* Required work
In the poet biographies below, condense the paragraph that begins "Wendy Donawa spent much of her adult life" into a short bulleted list of its main facts.

* Extracted text
··········

Cross Canada Quartet!


Andrea Thompson

Andrea Thompson has been publishing and performing her work for over twenty-five years. In 2005 her spoken word album, One, was nominated for a Canadian Urban Music Award, in 2019 her album, Soulorations earned her the League of Canadian Poets’ Golden Beret Award, and in 2021 she was the recipient of the Pavlick Poetry Prize. Thompson is co-editor, Other Tongues: Mixed-Race Women Speak Out, and author of the novel, Over Our Heads. She is an editor at Brick Books and the Artistic Director of Brick’s spoken word showcase, Brickyard. Check out her new collection, A Selected History of Soul Speak, recently released by Frontenac House.

D.A. Lockhart

D.A. Lockhart is the author of eight books, including Bearmen Descend Upon Gimli (Frontenac House, 2021) and Breaking Right: Stories (Porcupine's Quill, 2020). His work has appeared in Best Canadian Poetry in English 2019, New Poetry from the Midwest 2019 & 2017, TriQuarterly, ARC Poetry Magazine, Grain, Belt, and the Malahat Review among many. He is a Turtle Clan member of Eelünaapéewi Lahkéewiit (Lenape), a registered treatied member of the Moravian of the Thames First Nation, and currently resides at the south shore of Waawiiyaatanong (Windsor,ON-Detroit, MI) and Pelee Island. His work has been generously supported by the Ontario Arts Council and the Canada Council for the Arts. He is the publisher at Urban Farmhouse Press and poetry editor for the Windsor Review.

Wendy Donawa

Wendy Donawa spent much of her adult life in Barbados, where she was educated, and worked as a college instructor and museum curator. She has returned to her Victoria birthplace, on the unceded traditional territory of the Songhees and Esquimalt people. Her poems have appeared in magazines, chapbooks, anthologies, and public transport buses; she has read in libraries, bookstores, literary festivals, reading series, parks, and pubs! Her first book, Thin Air of the Knowable, was a Gerald Lampert Award finalist. Our Bodies’ Unanswered Questions is her second book.



Wendy Donawa


Tyler Engström

Tyler Engström lives in Calgary, Alberta, and was a 2017 finalist for the Writer’s Trust RBC Bronwen Wallace Award for Emerging Writers. Think of How Old We Could Get (Frontenac House, 2021) is his first collection of poems, stories, and writings about the absurdity of the mundane and the surreal nature of modern life, from red bricks that belong on the Hollywood walk of fame to grocery shopping with the astronaut.

··········

* Extracted records
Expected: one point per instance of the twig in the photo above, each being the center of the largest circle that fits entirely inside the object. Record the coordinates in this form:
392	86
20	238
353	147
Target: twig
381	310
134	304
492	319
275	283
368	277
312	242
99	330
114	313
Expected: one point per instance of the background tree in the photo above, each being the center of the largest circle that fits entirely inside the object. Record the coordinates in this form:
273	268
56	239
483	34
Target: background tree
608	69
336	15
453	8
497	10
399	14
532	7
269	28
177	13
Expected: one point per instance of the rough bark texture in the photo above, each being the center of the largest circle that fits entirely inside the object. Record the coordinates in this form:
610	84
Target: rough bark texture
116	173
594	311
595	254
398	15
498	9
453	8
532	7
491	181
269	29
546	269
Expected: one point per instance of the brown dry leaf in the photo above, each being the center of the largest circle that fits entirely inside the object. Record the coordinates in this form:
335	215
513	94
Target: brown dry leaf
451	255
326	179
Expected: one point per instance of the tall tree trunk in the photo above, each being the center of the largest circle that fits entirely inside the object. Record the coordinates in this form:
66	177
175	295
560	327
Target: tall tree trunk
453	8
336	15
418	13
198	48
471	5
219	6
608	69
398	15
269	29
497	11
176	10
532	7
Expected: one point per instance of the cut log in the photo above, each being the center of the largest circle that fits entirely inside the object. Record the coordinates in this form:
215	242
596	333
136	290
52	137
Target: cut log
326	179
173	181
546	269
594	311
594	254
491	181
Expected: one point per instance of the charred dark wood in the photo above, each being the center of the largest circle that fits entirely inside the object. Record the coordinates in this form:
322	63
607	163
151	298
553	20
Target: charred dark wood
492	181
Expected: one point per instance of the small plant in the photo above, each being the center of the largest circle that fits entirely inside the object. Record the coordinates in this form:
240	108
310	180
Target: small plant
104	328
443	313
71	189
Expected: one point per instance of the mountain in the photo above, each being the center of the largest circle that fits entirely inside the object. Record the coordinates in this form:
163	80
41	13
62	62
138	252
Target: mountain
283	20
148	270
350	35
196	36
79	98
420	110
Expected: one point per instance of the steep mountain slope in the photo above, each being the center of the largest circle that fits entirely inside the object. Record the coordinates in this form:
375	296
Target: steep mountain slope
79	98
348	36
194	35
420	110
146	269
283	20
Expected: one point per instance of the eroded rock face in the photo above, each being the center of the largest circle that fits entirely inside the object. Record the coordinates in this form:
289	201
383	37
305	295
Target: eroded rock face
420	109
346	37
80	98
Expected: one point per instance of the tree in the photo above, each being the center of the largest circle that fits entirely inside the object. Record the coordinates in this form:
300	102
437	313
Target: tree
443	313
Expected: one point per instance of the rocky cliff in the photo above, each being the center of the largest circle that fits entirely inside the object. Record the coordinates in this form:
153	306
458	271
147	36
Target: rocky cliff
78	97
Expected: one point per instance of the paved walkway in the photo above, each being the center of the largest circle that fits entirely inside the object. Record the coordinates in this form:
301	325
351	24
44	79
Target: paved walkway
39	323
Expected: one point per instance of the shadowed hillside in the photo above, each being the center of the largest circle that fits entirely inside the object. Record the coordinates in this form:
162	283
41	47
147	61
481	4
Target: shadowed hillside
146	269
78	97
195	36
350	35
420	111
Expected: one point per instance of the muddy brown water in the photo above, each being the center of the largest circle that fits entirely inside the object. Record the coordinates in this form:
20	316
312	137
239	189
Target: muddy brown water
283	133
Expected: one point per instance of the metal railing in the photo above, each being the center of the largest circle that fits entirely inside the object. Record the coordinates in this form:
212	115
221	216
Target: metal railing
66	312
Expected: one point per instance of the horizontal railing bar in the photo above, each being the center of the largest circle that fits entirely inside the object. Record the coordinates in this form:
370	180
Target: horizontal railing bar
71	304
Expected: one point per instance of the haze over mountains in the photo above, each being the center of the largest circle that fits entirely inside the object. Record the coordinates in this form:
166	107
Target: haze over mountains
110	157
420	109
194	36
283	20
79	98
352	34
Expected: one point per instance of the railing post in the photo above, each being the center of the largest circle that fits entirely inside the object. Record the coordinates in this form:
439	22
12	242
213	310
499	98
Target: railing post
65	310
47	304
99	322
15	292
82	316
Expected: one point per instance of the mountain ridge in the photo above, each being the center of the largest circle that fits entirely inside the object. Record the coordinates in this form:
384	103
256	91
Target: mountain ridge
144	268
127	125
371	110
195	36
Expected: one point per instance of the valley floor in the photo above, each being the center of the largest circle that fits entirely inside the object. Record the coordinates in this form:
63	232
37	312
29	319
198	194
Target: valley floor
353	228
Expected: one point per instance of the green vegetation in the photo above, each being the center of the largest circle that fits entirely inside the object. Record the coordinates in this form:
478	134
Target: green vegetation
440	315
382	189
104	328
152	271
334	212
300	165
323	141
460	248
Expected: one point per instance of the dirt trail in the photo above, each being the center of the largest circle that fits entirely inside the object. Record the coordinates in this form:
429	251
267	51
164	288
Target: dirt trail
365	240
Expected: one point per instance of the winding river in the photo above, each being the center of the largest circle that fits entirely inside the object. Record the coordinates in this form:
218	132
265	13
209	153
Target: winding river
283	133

··········

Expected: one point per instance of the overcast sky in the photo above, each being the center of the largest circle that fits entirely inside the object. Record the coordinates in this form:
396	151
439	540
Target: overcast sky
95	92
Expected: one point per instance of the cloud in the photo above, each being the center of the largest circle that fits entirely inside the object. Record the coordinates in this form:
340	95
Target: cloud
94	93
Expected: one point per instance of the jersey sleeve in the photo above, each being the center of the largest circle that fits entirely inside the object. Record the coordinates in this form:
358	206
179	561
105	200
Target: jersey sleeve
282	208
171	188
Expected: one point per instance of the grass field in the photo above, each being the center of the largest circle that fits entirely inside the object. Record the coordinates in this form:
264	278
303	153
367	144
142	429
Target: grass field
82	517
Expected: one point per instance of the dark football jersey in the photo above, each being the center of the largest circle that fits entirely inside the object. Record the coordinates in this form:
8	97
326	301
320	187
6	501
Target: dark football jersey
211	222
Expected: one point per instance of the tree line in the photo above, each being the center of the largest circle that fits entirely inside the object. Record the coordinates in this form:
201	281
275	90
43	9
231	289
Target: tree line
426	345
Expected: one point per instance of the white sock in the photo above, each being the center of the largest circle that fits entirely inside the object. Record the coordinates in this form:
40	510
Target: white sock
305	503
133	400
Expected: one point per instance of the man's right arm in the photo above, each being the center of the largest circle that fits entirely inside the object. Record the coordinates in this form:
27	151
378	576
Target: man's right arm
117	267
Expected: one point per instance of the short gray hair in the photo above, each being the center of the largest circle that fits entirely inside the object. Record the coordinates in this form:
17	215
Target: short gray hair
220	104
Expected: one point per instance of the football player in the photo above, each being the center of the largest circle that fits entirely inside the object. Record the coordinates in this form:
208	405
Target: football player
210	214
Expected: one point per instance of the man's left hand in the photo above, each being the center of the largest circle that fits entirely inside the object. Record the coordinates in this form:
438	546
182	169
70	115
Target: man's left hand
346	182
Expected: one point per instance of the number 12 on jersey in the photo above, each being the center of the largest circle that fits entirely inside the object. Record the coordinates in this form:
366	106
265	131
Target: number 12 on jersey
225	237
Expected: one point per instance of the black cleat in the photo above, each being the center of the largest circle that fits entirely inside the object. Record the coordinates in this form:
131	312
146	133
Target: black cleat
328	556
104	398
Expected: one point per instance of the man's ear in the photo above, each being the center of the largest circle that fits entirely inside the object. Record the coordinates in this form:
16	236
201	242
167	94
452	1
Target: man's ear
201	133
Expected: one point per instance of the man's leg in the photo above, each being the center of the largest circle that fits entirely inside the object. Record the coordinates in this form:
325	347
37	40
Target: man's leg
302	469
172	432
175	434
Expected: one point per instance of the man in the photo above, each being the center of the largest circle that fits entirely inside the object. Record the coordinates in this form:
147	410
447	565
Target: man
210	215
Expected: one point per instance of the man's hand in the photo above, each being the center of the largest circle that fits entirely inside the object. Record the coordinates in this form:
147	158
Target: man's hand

··········

* Exercise result
- Spent much of her adult life in Barbados, where she was educated and worked as a college instructor and museum curator.
- Returned to her birthplace, Victoria, on the unceded traditional territory of the Songhees and Esquimalt people.
- Her poems have appeared in magazines, chapbooks, anthologies, and on public transport buses.
- Has read at libraries, bookstores, literary festivals, reading series, parks, and pubs.
- Her first book, Thin Air of the Knowable, was a Gerald Lampert Award finalist.
- Her second book is Our Bodies' Unanswered Questions.